◆ **Aim of the exercise**: Each entry needs to appear again, retyped exactly as it is below.

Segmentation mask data
■ ■ ■ ■ ■
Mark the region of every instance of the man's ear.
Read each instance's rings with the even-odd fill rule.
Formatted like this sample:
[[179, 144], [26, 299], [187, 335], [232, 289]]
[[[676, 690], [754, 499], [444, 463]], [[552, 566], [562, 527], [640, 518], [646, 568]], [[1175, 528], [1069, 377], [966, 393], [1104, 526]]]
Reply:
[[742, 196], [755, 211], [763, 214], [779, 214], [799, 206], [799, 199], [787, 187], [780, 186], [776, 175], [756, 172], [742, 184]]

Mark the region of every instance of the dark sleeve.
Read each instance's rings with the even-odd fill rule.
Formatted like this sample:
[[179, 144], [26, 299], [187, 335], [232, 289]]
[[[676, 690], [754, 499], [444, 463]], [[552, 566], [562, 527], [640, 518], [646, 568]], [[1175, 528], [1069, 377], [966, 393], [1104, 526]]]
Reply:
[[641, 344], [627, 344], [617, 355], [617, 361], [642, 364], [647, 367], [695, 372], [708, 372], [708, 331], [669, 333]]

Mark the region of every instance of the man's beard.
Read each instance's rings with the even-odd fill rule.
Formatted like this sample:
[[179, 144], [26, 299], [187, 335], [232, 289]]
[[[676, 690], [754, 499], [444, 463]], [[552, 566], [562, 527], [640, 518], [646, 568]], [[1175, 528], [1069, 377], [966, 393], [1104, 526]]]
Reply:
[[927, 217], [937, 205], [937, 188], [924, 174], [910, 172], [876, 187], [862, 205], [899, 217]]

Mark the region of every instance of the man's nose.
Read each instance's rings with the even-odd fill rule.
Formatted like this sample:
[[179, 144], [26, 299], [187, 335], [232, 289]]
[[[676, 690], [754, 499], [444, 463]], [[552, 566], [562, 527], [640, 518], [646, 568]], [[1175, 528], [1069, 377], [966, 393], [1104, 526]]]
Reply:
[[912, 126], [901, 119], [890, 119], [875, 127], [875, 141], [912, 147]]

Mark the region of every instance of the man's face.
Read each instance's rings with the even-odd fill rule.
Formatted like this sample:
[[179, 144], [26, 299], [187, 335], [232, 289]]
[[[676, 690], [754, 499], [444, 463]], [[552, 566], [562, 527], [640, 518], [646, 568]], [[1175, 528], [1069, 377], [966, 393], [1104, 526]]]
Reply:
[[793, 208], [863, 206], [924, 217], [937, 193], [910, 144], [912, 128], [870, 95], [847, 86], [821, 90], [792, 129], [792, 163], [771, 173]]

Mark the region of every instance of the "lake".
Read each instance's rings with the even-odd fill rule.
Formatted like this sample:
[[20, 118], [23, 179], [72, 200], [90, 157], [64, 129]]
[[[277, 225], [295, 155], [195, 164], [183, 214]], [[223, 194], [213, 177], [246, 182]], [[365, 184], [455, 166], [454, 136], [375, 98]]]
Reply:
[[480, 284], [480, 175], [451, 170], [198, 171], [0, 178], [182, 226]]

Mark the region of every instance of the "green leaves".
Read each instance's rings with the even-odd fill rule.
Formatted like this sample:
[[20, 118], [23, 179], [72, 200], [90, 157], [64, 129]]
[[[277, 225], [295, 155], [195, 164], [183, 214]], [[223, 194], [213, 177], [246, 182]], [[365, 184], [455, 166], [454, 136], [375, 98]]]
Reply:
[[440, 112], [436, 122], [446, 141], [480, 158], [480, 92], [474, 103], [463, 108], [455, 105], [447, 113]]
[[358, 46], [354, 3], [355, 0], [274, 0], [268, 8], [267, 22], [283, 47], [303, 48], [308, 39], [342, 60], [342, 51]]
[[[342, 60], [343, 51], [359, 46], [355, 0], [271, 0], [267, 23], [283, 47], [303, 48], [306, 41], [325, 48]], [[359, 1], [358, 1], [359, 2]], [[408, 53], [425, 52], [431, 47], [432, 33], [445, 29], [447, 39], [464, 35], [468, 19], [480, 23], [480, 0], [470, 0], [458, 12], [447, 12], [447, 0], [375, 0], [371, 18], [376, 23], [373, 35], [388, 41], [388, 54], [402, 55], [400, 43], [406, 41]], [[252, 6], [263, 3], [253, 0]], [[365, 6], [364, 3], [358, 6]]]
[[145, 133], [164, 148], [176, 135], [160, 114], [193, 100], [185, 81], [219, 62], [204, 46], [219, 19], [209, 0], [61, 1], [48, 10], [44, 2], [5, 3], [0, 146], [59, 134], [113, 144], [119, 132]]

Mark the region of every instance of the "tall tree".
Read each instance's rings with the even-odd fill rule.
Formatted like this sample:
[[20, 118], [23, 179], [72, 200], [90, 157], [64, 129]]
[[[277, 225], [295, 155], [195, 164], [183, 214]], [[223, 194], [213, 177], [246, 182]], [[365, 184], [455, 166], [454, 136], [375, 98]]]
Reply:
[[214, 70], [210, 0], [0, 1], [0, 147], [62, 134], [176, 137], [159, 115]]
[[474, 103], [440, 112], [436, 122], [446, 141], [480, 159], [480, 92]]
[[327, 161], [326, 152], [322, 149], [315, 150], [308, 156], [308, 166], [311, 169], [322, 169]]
■ ■ ■ ■ ■
◆ **Answer for this exercise**:
Mark the region of every instance of the man's ear.
Read each instance's rings with the even-odd fill rule.
Formatted like this sample:
[[179, 144], [26, 299], [187, 335], [232, 289]]
[[[676, 690], [754, 499], [444, 463]], [[552, 566], [562, 527], [640, 518], [646, 568]], [[1175, 528], [1069, 377], [966, 393], [1104, 526]]]
Reply:
[[742, 196], [755, 211], [763, 214], [779, 214], [799, 206], [799, 199], [787, 187], [780, 186], [776, 175], [756, 172], [742, 184]]

Mark the region of every instance of the dark sleeve.
Read each instance's rings with the even-odd fill rule.
Formatted like this sample:
[[179, 144], [26, 299], [187, 335], [232, 289]]
[[[676, 690], [754, 499], [444, 463]], [[552, 566], [562, 527], [640, 518], [646, 568]], [[1175, 528], [1069, 377], [966, 393], [1104, 526]]]
Reply:
[[641, 344], [627, 344], [617, 355], [617, 361], [642, 364], [647, 367], [695, 372], [708, 372], [708, 331], [669, 333]]

Mark the region of every instance of the man's beard.
Read each instance's rings with the even-odd fill rule.
Formatted like this sample:
[[179, 144], [26, 299], [187, 335], [232, 289]]
[[[676, 690], [754, 499], [444, 463]], [[552, 566], [562, 527], [640, 518], [646, 568]], [[1175, 528], [1069, 377], [966, 393], [1104, 526]]]
Reply:
[[927, 217], [937, 205], [937, 188], [924, 174], [910, 172], [876, 187], [862, 205], [899, 217]]

Mark the region of every instance of the man's nose.
Read each instance's rings with the even-odd fill rule.
Formatted like this sample:
[[179, 144], [26, 299], [187, 335], [232, 289]]
[[[676, 690], [754, 499], [444, 463]], [[552, 566], [562, 527], [640, 518], [646, 568]], [[1175, 528], [1069, 377], [966, 393], [1104, 526]]]
Reply:
[[912, 126], [901, 119], [890, 119], [875, 127], [875, 141], [912, 147]]

Mark the region of every instance of the man's face.
Read each instance's rings with the even-odd fill rule.
Formatted like this sample:
[[179, 144], [26, 299], [187, 335], [232, 289]]
[[[676, 690], [754, 499], [444, 463]], [[552, 566], [562, 527], [640, 518], [646, 568]], [[1175, 528], [1069, 377], [966, 393], [1104, 526]]]
Reply:
[[793, 208], [863, 206], [924, 217], [937, 193], [910, 144], [912, 128], [870, 95], [847, 86], [821, 90], [792, 129], [792, 163], [771, 173]]

Mark the region of every instance of the "lake".
Read each instance's rings with the even-odd fill rule.
Formatted like this sample:
[[20, 118], [23, 179], [72, 200], [90, 157], [64, 129]]
[[[277, 225], [295, 155], [195, 164], [183, 214]], [[223, 194], [213, 177], [246, 182]], [[365, 184], [455, 166], [454, 136], [375, 98]]]
Reply:
[[480, 284], [480, 175], [451, 170], [198, 171], [0, 178], [182, 226]]

Mark the region of every instance of the "green leaves".
Read each instance's rings with the even-odd fill rule.
Formatted like this sample:
[[20, 118], [23, 179], [72, 200], [90, 157], [64, 129]]
[[[277, 225], [295, 155], [195, 164], [183, 214]], [[223, 194], [213, 177], [246, 182]], [[365, 184], [455, 166], [454, 136], [375, 98]]]
Reply:
[[440, 112], [436, 122], [446, 141], [480, 158], [480, 92], [474, 103], [463, 108], [455, 105], [447, 113]]
[[358, 46], [354, 3], [355, 0], [274, 0], [268, 8], [267, 22], [283, 47], [303, 48], [308, 39], [342, 60], [342, 51]]
[[[342, 60], [343, 51], [359, 46], [355, 0], [271, 0], [267, 23], [283, 47], [303, 48], [306, 41], [325, 48]], [[359, 1], [358, 1], [359, 2]], [[408, 53], [425, 52], [431, 47], [432, 33], [445, 29], [447, 39], [464, 35], [468, 19], [480, 23], [480, 0], [470, 0], [458, 12], [447, 12], [447, 0], [375, 0], [371, 18], [376, 23], [373, 35], [388, 41], [388, 54], [402, 55], [400, 43], [406, 41]], [[252, 6], [263, 3], [253, 0]], [[365, 6], [364, 3], [358, 6]]]
[[145, 133], [164, 148], [176, 135], [160, 114], [193, 100], [185, 81], [219, 62], [204, 46], [219, 19], [209, 0], [61, 1], [48, 10], [44, 2], [5, 3], [0, 146], [59, 134], [113, 144], [119, 132]]

Mark the region of every instance of the "tall tree".
Read each instance's rings with the even-odd fill rule.
Formatted like this sample:
[[20, 118], [23, 179], [72, 200], [90, 157], [64, 129]]
[[[277, 225], [295, 155], [195, 164], [183, 214]], [[223, 194], [213, 177], [246, 182]], [[365, 184], [455, 166], [454, 136], [375, 98]]]
Reply:
[[214, 70], [210, 0], [0, 1], [0, 147], [62, 134], [176, 137], [159, 115]]
[[474, 103], [440, 112], [436, 122], [446, 141], [480, 159], [480, 92]]
[[327, 161], [326, 152], [322, 149], [315, 150], [308, 156], [308, 166], [311, 169], [322, 169]]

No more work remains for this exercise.